>> Begin Passage to read

2024 Blind football Paralympic tournament

Tournament details
- Host country: Paris, France
- Dates: 1 – 7 September 2024
- Teams: 8 (from 4 confederations)
- Venue: Eiffel Tower Stadium

Final positions
- Champions: France (1st title)
- Runners-up: Argentina
- Third place: Brazil
- Fourth place: Colombia

Tournament statistics
- Matches played: 18
- Goals scored: 22 (1.22 per match)
- Attendance: 176,610 (9,812 per match)
- Top scorer(s): Nonato Villeroux (3 goals)

= Blind football at the 2024 Summer Paralympics =

Blind football: A sport for visually impaired athletes, that uses a noise-making ball

Blind football, also known as football 5-a-side, at the 2024 Summer Paralympics was held at the Eiffel Tower Stadium in Paris, France.

==Qualifying==
There are eight men's teams who compete in the competition. Each team must have a maximum of eight outfield players and two goalkeepers.

>> End Passage to read
>> Begin Stored data

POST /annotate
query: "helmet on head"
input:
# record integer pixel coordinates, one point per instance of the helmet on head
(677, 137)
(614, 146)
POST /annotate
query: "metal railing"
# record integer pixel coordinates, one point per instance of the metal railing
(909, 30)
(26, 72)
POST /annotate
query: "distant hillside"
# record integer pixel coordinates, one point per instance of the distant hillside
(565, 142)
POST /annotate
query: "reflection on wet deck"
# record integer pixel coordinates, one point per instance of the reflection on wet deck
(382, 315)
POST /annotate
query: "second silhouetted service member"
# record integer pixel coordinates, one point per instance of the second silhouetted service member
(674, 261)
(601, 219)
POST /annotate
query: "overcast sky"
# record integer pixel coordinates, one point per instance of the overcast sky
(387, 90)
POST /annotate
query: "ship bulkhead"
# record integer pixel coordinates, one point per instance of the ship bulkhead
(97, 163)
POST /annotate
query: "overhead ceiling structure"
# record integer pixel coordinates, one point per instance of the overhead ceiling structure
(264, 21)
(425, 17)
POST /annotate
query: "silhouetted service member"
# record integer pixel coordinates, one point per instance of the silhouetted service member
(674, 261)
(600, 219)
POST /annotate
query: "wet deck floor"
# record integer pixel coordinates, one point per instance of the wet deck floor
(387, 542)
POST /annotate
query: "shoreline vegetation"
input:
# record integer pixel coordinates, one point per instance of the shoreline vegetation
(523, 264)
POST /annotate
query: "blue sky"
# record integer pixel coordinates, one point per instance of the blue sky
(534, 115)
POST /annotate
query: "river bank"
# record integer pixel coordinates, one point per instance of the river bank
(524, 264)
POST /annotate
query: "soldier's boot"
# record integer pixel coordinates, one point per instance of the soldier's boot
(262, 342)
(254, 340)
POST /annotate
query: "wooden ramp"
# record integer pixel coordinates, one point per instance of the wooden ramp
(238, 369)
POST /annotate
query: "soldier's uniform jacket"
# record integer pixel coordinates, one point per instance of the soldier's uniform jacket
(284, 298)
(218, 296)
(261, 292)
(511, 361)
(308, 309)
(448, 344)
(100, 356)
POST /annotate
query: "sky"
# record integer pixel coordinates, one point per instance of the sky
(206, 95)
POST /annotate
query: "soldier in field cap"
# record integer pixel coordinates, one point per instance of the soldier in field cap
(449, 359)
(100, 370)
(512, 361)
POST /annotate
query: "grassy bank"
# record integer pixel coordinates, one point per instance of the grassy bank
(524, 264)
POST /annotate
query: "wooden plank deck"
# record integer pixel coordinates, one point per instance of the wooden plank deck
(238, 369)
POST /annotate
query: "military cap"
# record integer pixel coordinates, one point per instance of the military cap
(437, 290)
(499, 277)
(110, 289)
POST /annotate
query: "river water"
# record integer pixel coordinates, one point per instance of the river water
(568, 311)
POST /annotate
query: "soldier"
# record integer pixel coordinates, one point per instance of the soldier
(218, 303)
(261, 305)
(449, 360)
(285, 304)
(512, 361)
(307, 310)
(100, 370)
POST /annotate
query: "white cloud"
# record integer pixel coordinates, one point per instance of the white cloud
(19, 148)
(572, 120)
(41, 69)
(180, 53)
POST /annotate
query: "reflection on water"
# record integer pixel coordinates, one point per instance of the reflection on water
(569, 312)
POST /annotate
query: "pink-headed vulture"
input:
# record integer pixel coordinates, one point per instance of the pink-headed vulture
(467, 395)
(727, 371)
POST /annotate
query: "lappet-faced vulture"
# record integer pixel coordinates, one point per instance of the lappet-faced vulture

>> End Stored data

Task requirements -
- 1) Answer these questions from the text on blind football at the 2024 Summer Paralympics:
(a) At which stadium was the tournament held?
(b) Which team finished as runners-up?
(c) What is the maximum number of goalkeepers each team may have?
- 2) Carry on with the text on blind football at the 2024 Summer Paralympics, starting after its final sentence.

Final answers -
- 1)
(a) Eiffel Tower Stadium
(b) Argentina
(c) Two

- 2)
| Means of qualification | Date | Venue | Berths | Qualified |
|---|---|---|---|---|
| Host country allocation | —N/a | —N/a | 1 | France |
| 2022 IBSA Blind Football European Championships | 8–18 June 2022 | ITA Pescara | 1 | Turkey |
| 2022 IBSA Blind Football African Championships | 14–26 September 2022 | MAR Bouznika | 1 | Morocco |
| 2022 IBSA Blind Football Asian-Oceanian Championships | 11–18 November 2022 | IND Kochi | 1 | China |
| 2023 IBSA World Games | 18–27 August 2023 | GBR Birmingham | 3 | Argentina Colombia Japan |
| 2023 Parapan American Games | 17–26 November 2023 | CHI Santiago | 1 | Brazil |
| Total |  |  | 8 |  |

At the IBSA World Games, as China (runner-up) and Brazil (third place) qualified for the Paralympics through their regional qualifiers, their places were allocated to Colombia (fourth place) and Japan (fifth place).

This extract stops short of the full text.